Data rows:
• • •
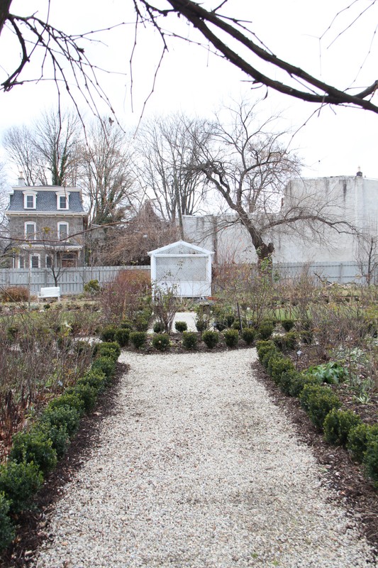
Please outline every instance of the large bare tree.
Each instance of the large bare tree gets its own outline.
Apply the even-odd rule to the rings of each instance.
[[[89,203],[89,221],[122,221],[139,199],[132,173],[129,137],[118,124],[95,119],[80,149],[80,178]]]
[[[375,21],[374,10],[377,3],[367,4],[365,6],[362,0],[345,1],[344,10],[352,13],[347,28],[352,26],[353,18],[362,16]],[[213,3],[205,5],[204,2],[192,0],[129,0],[128,5],[135,9],[137,27],[150,23],[160,34],[163,55],[167,53],[170,40],[179,40],[182,28],[179,22],[177,27],[177,22],[179,18],[184,19],[199,32],[195,43],[210,45],[217,54],[245,73],[254,86],[265,85],[286,96],[321,106],[343,104],[378,112],[378,106],[372,100],[378,87],[376,77],[370,77],[357,92],[324,82],[320,76],[282,58],[279,53],[272,53],[266,46],[265,38],[257,39],[259,30],[245,21],[245,15],[233,13],[230,0],[223,0],[215,6]],[[52,25],[49,19],[50,0],[46,0],[45,6],[44,18],[26,11],[13,13],[11,0],[1,2],[0,33],[4,26],[13,31],[18,44],[13,49],[20,54],[1,88],[9,91],[21,84],[30,60],[42,52],[41,70],[35,80],[53,79],[58,89],[62,85],[74,100],[74,85],[91,108],[96,109],[95,95],[103,100],[107,101],[107,98],[97,80],[95,62],[88,59],[85,50],[86,42],[90,40],[91,35],[75,35]],[[357,6],[357,11],[350,10],[351,6]],[[93,9],[91,5],[89,4],[89,9]],[[329,24],[329,21],[325,22],[325,27]],[[344,62],[340,62],[339,67],[343,65]],[[111,111],[110,104],[109,107]]]
[[[193,165],[211,136],[209,124],[182,114],[155,118],[138,132],[140,183],[153,197],[161,217],[177,222],[184,239],[183,215],[198,212],[206,185]]]
[[[75,185],[80,134],[77,115],[50,110],[30,126],[11,127],[3,146],[27,185]]]
[[[339,232],[352,228],[326,200],[304,190],[288,195],[290,178],[298,177],[301,163],[284,143],[286,133],[274,132],[274,117],[260,122],[257,103],[242,102],[221,113],[213,126],[213,143],[201,147],[195,166],[222,197],[228,210],[248,232],[260,261],[274,251],[270,241],[277,229],[314,236],[322,227]],[[306,231],[304,231],[304,227]]]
• • •
Duplicate everything from the start of the rows through the line containing "Apply the even-odd", leaving out the pictures.

* RESULT *
Please outline every instance of the large bare tree.
Each instance of the large bare tree gets its own outline.
Apply the even-odd rule to the rings of each instance.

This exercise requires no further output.